_Problem details_. From the entries below, copy every line that holds the word "positive".
*** Opening Provided records ***
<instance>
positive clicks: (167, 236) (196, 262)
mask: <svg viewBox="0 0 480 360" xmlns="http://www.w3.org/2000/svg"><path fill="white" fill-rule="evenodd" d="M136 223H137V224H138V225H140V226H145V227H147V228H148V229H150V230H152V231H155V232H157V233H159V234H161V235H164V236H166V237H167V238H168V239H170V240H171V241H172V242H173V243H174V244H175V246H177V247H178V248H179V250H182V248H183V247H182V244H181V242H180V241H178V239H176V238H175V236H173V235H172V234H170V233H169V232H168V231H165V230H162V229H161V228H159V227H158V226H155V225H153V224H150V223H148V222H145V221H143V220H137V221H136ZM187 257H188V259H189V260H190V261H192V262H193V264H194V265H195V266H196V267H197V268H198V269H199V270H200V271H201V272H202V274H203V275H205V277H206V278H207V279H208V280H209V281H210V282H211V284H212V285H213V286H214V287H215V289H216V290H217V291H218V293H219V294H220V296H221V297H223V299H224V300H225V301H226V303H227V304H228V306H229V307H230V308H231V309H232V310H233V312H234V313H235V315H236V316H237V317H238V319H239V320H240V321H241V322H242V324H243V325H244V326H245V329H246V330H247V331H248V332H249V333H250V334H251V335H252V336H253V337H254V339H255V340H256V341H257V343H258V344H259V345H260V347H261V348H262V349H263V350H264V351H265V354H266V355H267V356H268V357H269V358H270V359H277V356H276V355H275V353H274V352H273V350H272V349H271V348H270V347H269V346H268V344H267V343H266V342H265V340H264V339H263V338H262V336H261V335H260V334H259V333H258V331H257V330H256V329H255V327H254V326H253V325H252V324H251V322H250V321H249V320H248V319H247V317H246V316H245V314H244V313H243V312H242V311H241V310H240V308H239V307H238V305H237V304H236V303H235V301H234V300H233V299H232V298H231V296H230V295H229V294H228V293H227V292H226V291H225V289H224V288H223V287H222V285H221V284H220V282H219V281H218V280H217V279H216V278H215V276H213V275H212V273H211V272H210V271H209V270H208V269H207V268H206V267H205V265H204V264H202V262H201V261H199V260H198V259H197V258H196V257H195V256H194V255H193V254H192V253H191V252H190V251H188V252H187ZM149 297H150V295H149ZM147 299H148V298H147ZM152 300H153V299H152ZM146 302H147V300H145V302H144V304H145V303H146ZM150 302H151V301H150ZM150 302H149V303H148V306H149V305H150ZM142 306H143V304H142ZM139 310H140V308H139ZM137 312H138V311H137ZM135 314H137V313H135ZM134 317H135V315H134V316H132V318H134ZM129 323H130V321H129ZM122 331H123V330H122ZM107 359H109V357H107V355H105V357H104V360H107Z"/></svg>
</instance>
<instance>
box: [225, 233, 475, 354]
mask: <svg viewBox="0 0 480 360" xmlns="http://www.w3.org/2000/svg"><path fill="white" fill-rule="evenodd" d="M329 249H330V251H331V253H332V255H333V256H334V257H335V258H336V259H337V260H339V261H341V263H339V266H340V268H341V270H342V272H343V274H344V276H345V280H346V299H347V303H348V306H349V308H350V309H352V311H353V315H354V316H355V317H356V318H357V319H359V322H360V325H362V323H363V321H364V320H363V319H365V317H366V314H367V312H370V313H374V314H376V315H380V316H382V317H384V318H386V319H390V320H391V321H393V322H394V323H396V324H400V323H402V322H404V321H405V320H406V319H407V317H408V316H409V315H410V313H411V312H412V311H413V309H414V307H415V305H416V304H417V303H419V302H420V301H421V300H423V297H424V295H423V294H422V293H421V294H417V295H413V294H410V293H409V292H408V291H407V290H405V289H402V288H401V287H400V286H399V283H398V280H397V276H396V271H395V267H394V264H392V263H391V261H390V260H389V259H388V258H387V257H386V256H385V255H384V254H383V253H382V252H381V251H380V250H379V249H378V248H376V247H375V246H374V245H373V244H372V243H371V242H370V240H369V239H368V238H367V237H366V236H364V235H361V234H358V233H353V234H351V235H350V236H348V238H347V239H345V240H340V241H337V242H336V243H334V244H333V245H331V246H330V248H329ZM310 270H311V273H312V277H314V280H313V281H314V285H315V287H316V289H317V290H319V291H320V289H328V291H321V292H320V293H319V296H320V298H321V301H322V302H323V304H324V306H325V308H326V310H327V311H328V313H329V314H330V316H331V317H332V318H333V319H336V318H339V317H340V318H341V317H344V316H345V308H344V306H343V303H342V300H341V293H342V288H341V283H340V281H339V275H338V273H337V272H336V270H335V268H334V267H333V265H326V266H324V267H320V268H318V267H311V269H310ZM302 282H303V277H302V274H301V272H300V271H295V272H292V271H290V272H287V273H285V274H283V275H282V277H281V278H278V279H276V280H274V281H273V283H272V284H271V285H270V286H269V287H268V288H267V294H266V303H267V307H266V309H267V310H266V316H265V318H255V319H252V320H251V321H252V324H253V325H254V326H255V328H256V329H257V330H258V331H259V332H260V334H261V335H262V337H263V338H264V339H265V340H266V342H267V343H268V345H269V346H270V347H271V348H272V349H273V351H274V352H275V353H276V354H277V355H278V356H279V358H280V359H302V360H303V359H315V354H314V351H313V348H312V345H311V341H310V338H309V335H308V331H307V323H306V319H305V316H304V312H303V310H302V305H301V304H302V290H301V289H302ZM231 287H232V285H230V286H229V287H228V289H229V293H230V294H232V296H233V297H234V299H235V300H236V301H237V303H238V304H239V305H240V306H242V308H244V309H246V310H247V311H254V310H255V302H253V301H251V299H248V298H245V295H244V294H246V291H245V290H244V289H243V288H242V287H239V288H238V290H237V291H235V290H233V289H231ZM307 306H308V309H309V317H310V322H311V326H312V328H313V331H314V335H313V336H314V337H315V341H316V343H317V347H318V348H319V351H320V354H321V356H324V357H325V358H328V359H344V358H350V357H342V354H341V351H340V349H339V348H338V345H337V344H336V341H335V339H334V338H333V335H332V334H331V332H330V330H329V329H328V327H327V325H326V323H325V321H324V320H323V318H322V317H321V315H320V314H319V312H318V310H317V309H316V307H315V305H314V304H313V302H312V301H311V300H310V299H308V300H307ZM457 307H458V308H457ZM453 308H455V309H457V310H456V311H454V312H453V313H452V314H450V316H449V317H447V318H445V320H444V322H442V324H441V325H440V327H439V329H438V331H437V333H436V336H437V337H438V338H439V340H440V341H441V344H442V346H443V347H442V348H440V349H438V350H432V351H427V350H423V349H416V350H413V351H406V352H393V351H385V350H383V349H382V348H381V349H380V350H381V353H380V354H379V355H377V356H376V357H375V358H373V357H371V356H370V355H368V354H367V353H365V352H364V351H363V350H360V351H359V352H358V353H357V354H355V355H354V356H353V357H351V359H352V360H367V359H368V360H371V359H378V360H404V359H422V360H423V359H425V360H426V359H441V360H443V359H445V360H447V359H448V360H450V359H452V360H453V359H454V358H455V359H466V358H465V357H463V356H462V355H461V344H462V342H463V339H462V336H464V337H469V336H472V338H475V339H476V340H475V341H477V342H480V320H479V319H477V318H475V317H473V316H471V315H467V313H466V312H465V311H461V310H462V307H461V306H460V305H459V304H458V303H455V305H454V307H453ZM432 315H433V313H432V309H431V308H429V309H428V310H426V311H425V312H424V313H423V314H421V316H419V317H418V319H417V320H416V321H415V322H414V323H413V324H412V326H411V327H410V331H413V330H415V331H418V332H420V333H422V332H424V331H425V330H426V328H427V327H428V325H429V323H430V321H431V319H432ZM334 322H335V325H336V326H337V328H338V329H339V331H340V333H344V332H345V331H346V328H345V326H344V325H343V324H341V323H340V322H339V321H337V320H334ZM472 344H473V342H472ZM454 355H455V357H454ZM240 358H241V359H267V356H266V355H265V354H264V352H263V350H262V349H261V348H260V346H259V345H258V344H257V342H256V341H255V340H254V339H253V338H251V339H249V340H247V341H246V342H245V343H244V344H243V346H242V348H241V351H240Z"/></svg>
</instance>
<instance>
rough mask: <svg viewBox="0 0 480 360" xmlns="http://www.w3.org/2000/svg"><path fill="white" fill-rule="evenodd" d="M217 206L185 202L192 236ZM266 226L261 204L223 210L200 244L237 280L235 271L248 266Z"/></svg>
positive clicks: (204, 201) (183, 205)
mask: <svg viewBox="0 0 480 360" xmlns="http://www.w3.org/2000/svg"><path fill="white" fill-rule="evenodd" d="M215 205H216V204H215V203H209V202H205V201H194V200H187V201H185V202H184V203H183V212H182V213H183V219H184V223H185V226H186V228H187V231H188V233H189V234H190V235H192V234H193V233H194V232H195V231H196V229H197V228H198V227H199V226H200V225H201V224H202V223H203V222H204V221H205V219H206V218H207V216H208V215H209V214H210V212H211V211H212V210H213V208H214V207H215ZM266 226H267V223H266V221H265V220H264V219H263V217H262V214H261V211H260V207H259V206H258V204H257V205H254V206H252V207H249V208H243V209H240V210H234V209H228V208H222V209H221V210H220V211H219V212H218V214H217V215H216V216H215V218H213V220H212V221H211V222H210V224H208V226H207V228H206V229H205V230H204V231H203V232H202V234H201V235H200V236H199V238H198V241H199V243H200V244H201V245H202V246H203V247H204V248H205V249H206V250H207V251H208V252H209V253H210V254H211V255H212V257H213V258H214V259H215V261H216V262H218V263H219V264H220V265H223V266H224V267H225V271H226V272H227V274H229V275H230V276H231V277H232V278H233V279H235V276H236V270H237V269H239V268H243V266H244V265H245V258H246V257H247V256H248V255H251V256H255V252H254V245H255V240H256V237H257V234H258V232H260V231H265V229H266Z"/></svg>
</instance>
*** Closing Provided records ***
_Task answer_.
positive clicks: (167, 236) (196, 262)
positive clicks: (204, 201) (183, 205)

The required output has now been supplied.